━━ PAGE EXTRACT ━━

There have been three baronetcies created for persons with the surname Holden, all in the Baronetage of the United Kingdom. Two of the creations are extant as of 2010.

The Holden Baronetcy, of Oakworth House in Keighley in the County of York, was created in the Baronetage of the United Kingdom in 1893 for the inventor, manufacturer and Liberal politician Isaac Holden. He had previously represented Knaresborough, Northern West Riding of Yorkshire and Keighley in Parliament. His eldest son, the second Baronet, represented Bradford East and Buckrose in the House of Commons. On 4 July 1908, he was raised to the peerage as Baron Holden, of Alston in the County of Cumberland. The barony became extinct on the death of his grandson, the third Baron, on 6 July 1951. However, the baronetcy was passed on to his second cousin once removed, the fifth Baronet. He was the son of a younger son of the first Baronet.

The Holden Baronetcy, of the Grange in the County of Surrey, was created in the Baronetage of the United Kingdom in 1909 for the banker and Liberal politician Edward Holden. The title became extinct on the death of the second Baronet in 1965.

The Holden Baronetcy, of The Firs in Leigh in the County of Lancaster, was created in the Baronetage of the United Kingdom in 1919 for John Holden, twice Mayor of Leigh in Lancashire. The second Baronet was also twice Mayor of Leigh.

Holden baronets, of Oakworth House (1893)

Sir Isaac Holden, 1st Baronet (1807–1897)
Sir Angus Holden, 2nd Baronet (1833–1912) (created Baron Holden in 1908)

Barons Holden (1908)

━━━
━━ RAW RECORDS ━━

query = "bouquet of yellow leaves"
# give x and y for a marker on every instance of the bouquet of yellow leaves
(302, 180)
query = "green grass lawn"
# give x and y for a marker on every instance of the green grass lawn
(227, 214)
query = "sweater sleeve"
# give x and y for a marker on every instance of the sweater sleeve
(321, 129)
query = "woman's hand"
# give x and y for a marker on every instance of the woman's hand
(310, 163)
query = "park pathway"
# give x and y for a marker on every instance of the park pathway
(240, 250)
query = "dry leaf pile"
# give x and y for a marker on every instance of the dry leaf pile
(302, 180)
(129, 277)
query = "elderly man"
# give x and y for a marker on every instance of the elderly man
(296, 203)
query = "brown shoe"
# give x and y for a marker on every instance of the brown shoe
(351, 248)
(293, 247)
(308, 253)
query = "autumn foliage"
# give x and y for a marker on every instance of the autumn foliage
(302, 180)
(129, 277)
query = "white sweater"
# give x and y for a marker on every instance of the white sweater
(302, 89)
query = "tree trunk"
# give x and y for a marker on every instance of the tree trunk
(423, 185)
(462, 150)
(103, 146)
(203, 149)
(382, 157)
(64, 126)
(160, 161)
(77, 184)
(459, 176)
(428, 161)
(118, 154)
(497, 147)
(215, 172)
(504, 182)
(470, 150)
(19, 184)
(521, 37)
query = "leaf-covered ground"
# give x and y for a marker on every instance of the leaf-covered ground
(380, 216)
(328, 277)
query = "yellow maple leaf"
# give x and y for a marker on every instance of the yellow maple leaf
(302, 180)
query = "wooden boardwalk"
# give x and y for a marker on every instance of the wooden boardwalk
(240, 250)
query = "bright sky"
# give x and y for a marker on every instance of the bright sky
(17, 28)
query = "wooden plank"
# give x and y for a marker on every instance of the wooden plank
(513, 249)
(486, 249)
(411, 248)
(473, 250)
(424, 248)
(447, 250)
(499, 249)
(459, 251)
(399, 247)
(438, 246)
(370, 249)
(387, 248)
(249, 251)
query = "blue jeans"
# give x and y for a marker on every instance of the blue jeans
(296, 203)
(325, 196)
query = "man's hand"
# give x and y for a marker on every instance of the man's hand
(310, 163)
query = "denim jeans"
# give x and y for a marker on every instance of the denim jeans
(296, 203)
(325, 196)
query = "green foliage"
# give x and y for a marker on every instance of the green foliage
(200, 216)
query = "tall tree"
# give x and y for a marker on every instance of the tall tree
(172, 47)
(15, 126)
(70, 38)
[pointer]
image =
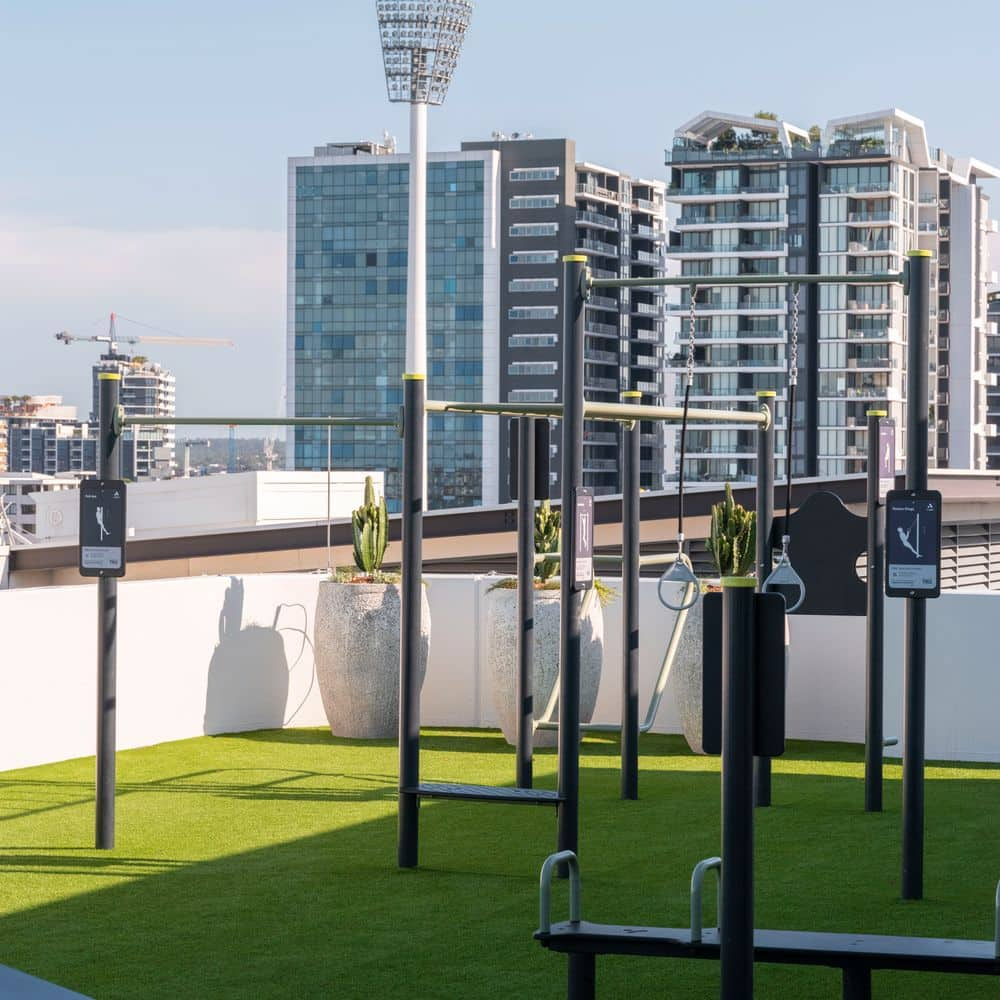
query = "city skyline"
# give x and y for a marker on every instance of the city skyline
(171, 206)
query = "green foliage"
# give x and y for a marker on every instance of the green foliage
(733, 539)
(548, 524)
(371, 532)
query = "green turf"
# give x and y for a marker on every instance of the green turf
(263, 865)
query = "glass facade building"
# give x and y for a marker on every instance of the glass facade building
(348, 219)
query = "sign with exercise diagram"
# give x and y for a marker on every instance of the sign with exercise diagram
(102, 527)
(913, 543)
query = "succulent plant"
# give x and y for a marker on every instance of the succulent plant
(548, 523)
(733, 538)
(371, 531)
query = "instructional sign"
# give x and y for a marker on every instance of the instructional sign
(886, 457)
(102, 527)
(913, 543)
(583, 557)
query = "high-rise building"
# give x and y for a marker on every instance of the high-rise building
(552, 205)
(147, 390)
(761, 196)
(501, 215)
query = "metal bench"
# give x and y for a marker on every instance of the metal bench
(856, 955)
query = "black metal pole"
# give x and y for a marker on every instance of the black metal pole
(874, 614)
(109, 466)
(525, 597)
(915, 654)
(765, 520)
(736, 917)
(630, 604)
(414, 395)
(574, 270)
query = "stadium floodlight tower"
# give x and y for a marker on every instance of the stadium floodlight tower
(421, 40)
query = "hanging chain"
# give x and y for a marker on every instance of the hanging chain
(691, 326)
(793, 357)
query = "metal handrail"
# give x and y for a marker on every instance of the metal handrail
(697, 879)
(545, 889)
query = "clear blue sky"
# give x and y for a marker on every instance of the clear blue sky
(143, 145)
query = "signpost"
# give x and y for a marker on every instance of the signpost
(583, 555)
(913, 543)
(102, 527)
(886, 457)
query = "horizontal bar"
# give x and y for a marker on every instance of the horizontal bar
(625, 412)
(136, 421)
(889, 278)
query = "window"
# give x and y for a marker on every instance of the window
(533, 368)
(533, 285)
(534, 229)
(533, 340)
(534, 257)
(534, 174)
(534, 201)
(533, 312)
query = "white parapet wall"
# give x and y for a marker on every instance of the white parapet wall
(222, 654)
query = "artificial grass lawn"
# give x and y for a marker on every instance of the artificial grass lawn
(263, 865)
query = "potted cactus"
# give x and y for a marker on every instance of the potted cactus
(732, 541)
(502, 644)
(357, 633)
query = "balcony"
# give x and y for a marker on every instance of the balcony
(587, 218)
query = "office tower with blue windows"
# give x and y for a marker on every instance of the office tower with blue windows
(347, 239)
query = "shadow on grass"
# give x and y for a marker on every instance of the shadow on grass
(328, 914)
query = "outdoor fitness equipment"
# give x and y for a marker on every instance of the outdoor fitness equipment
(783, 576)
(681, 572)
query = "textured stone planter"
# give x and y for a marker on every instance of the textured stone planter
(357, 656)
(687, 676)
(501, 633)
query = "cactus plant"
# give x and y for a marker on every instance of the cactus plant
(371, 532)
(548, 523)
(733, 538)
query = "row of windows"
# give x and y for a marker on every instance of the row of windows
(534, 201)
(534, 174)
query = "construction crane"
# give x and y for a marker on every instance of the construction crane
(112, 339)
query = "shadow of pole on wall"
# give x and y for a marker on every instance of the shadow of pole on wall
(248, 674)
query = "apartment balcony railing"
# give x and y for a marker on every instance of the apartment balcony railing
(597, 246)
(596, 219)
(602, 302)
(597, 192)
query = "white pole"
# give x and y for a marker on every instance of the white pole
(416, 260)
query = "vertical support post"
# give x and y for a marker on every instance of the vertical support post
(109, 466)
(915, 649)
(765, 520)
(630, 604)
(525, 598)
(574, 276)
(414, 395)
(875, 616)
(736, 925)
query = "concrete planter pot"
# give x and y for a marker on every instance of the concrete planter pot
(501, 632)
(357, 656)
(688, 675)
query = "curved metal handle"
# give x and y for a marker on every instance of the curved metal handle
(681, 574)
(545, 889)
(783, 575)
(697, 878)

━━━

● **GOALS**
- a) Answer these questions using the Holden baronetcies page extract:
(i) In what year was the baronetcy of Oakworth House created?
(ii) For whom was the baronetcy of the Grange created?
(iii) What office did John Holden hold twice?
- b) Continue the text on the Holden baronetcies, starting after its last line.

● **RESULTS FOR THE EXERCISE**
- a)
(i) 1893
(ii) The banker and Liberal politician Edward Holden
(iii) Mayor of Leigh in Lancashire

- b)
Angus Holden, 1st Baron Holden (1833–1912)
Ernest Illingworth Holden, 2nd Baron Holden (1867–1937)
Angus William Eden Holden, 3rd Baron Holden (1898–1951)

Holden baronets, of Oakworth House (1893; Reverted)
Sir Isaac Holden Holden, 5th Baronet (1867–1962)
Sir Edward Holden, 6th Baronet (1916–2003)
Sir Paul Holden, 7th Baronet (1923-2016)
Sir Michael Peter Holden, 8th Baronet (born 1956).

Holden baronets, of the Grange (1909)
Sir Edward Hopkinson Holden, 1st Baronet (1848–1919)
Sir Harry Cassie Holden, 2nd Baronet (1877–1965)

Holden baronets, of The Firs (1919)
Sir John Henry Holden, 1st Baronet (1862–1926)
Sir George Holden, 2nd Baronet (1890–1937)
Sir George Holden, 3rd Baronet (1914–1976)
Sir John David Holden, 4th Baronet (born 1967)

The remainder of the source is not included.